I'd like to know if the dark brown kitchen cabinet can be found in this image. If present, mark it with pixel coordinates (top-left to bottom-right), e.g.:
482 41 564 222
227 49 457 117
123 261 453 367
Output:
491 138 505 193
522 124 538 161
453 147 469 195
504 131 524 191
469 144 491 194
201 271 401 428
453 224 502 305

> Given request: Copy out every line of the records, requests included. In the answers only, multiply each box coordinate by 1.4 and round to a whole number, with halves rounded up; leave the numbers in the requests and their sample lines unchanged.

> Answer for the task:
I'd like to know if the dark brown kitchen cabinet can be found in this image. If present, mark it with pixel coordinates (top-left to bottom-right), e.g.:
482 41 564 222
227 49 457 117
123 261 453 367
Output:
687 193 707 270
731 174 753 225
634 206 657 273
706 183 734 267
657 202 687 272
281 379 561 599
634 314 703 427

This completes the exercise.